■ SHORT TASK
Count how many lines in the items below contain the string "every", treating uppercase and lowercase as different, and reply with the number alone.

Start of GIVEN RECORDS

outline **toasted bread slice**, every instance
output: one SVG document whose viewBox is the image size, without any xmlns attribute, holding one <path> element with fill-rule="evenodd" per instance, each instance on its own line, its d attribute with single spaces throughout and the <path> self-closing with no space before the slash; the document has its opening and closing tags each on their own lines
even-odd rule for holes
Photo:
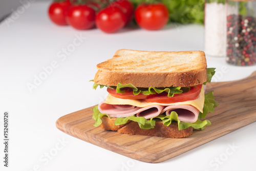
<svg viewBox="0 0 256 171">
<path fill-rule="evenodd" d="M 116 86 L 189 87 L 207 81 L 207 65 L 202 51 L 149 52 L 122 49 L 97 65 L 94 81 Z"/>
<path fill-rule="evenodd" d="M 186 138 L 189 137 L 193 131 L 192 127 L 179 131 L 177 122 L 173 122 L 168 126 L 164 125 L 161 121 L 157 121 L 154 129 L 141 129 L 136 122 L 129 121 L 126 123 L 115 125 L 116 118 L 109 118 L 103 116 L 101 118 L 101 128 L 106 130 L 117 131 L 120 133 L 162 137 L 166 138 Z"/>
<path fill-rule="evenodd" d="M 192 134 L 193 131 L 193 128 L 191 126 L 179 131 L 177 122 L 172 123 L 167 126 L 161 121 L 156 121 L 155 127 L 150 130 L 141 129 L 138 123 L 131 121 L 117 130 L 121 133 L 166 138 L 186 138 Z"/>
<path fill-rule="evenodd" d="M 103 116 L 101 117 L 101 120 L 102 122 L 100 124 L 100 127 L 101 128 L 106 130 L 111 130 L 111 131 L 117 131 L 119 129 L 124 126 L 127 123 L 130 122 L 130 120 L 125 124 L 122 124 L 119 125 L 115 125 L 115 121 L 116 118 L 109 118 L 108 116 Z"/>
</svg>

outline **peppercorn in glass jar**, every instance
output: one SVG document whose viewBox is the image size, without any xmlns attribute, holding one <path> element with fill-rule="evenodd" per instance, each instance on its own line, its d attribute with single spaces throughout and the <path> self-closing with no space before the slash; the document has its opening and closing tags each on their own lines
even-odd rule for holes
<svg viewBox="0 0 256 171">
<path fill-rule="evenodd" d="M 256 1 L 228 1 L 226 61 L 237 66 L 256 62 Z"/>
</svg>

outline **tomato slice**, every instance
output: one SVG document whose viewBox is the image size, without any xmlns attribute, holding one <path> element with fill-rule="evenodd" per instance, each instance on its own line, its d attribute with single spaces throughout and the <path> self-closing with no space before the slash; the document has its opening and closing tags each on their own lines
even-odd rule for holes
<svg viewBox="0 0 256 171">
<path fill-rule="evenodd" d="M 188 92 L 175 94 L 172 97 L 168 97 L 166 92 L 150 95 L 143 101 L 146 102 L 169 103 L 195 100 L 199 96 L 202 86 L 202 84 L 199 84 L 195 87 L 192 87 Z"/>
<path fill-rule="evenodd" d="M 133 90 L 131 89 L 127 89 L 127 90 L 126 90 L 125 93 L 124 94 L 117 93 L 116 89 L 108 88 L 106 89 L 106 91 L 113 96 L 121 99 L 144 99 L 147 97 L 147 95 L 145 95 L 141 93 L 140 93 L 137 95 L 135 95 L 133 94 Z"/>
</svg>

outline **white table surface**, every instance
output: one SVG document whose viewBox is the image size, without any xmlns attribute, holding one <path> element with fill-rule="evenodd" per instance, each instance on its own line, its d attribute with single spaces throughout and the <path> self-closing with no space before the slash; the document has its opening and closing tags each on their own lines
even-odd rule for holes
<svg viewBox="0 0 256 171">
<path fill-rule="evenodd" d="M 32 2 L 18 17 L 10 16 L 13 22 L 9 26 L 6 20 L 0 24 L 1 135 L 4 112 L 10 115 L 9 167 L 3 166 L 1 143 L 1 170 L 4 168 L 23 171 L 206 171 L 256 168 L 256 122 L 156 164 L 135 160 L 58 130 L 55 127 L 58 118 L 96 104 L 107 94 L 105 89 L 93 90 L 92 82 L 89 82 L 94 78 L 97 63 L 111 58 L 120 49 L 203 50 L 203 27 L 172 24 L 158 31 L 130 27 L 112 34 L 96 29 L 78 31 L 52 23 L 47 13 L 49 3 Z M 76 40 L 77 36 L 82 37 L 80 43 Z M 68 55 L 65 54 L 65 49 Z M 208 67 L 217 68 L 214 81 L 241 79 L 256 71 L 255 66 L 236 67 L 227 65 L 224 58 L 206 58 Z M 44 75 L 44 68 L 51 65 L 55 68 Z M 36 89 L 30 92 L 28 83 L 33 84 L 35 77 L 39 76 L 45 79 L 37 82 Z"/>
</svg>

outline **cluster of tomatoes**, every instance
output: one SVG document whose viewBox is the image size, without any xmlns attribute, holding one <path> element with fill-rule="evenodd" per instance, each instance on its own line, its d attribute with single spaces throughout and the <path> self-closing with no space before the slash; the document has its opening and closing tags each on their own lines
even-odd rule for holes
<svg viewBox="0 0 256 171">
<path fill-rule="evenodd" d="M 142 3 L 136 8 L 129 0 L 55 0 L 48 14 L 55 24 L 78 30 L 96 27 L 111 33 L 127 26 L 135 18 L 146 30 L 159 30 L 168 22 L 169 13 L 162 3 Z"/>
</svg>

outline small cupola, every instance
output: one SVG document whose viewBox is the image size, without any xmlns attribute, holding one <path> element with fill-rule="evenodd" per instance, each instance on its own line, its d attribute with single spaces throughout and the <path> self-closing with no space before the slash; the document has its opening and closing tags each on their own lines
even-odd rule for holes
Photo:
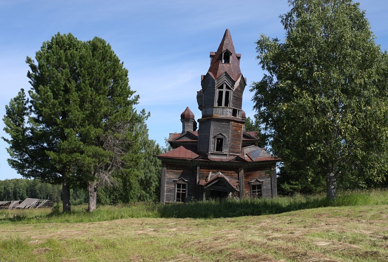
<svg viewBox="0 0 388 262">
<path fill-rule="evenodd" d="M 194 119 L 194 113 L 189 107 L 186 108 L 185 110 L 180 114 L 180 122 L 182 122 L 182 133 L 197 130 L 197 123 Z"/>
</svg>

End of GIVEN RECORDS

■ RESULT BELOW
6